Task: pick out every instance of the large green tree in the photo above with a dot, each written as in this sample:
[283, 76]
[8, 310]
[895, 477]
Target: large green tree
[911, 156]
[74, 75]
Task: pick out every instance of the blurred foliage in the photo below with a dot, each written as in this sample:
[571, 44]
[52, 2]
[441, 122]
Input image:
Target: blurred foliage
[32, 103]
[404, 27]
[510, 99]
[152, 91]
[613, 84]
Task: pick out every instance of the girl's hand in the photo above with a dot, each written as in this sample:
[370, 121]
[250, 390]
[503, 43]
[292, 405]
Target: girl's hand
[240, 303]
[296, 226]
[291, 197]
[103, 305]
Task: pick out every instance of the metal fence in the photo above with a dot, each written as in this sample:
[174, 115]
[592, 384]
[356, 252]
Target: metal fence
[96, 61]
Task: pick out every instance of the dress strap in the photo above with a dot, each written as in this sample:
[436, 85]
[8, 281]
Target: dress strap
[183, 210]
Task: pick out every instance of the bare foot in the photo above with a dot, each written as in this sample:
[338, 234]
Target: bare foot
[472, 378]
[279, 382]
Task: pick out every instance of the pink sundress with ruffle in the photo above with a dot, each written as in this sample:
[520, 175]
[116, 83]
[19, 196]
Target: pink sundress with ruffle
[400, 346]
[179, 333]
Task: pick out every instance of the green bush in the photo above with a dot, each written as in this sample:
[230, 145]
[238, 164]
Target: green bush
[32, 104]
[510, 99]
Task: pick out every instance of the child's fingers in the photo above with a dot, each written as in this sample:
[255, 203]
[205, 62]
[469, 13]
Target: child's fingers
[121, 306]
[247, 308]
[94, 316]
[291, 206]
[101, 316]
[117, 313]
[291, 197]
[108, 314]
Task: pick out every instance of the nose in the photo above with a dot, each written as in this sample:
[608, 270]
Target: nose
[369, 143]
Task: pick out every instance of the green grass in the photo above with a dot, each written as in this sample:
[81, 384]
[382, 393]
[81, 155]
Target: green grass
☆ ☆ ☆ ☆ ☆ ☆ ☆
## Work item
Please copy every line in the entries where "above" appears.

## Output below
Task: pick out every instance of the large green tree in the photo above with a dot, each written as in this sample:
Task: pick out every instance of the girl's hand in the photo above with a dot, each written as in this sample:
Task: pick out every instance of the metal fence in the photo above with a dot, each written as in this sample:
Task: pick out every instance of the dress strap in the photo above with a dot, each written as in this sample:
Task: pick out every instance of the bare foot in the photo above with a dot, each written as in this sample:
Task: pick out every instance of the pink sundress with ruffle in the photo above with a dot, each written as in this sample:
Task: pick out every instance of the green bush in the photo above with a dot, each written as in this sample:
Task: pick out every instance of the child's fingers in the photo above with a dot, each written as in this sample:
Task: pick out every instance of the nose in the photo above with a dot, each written as in this sample:
Task: pick out every instance of the green grass in the photo above with a dot, each written as in this sample:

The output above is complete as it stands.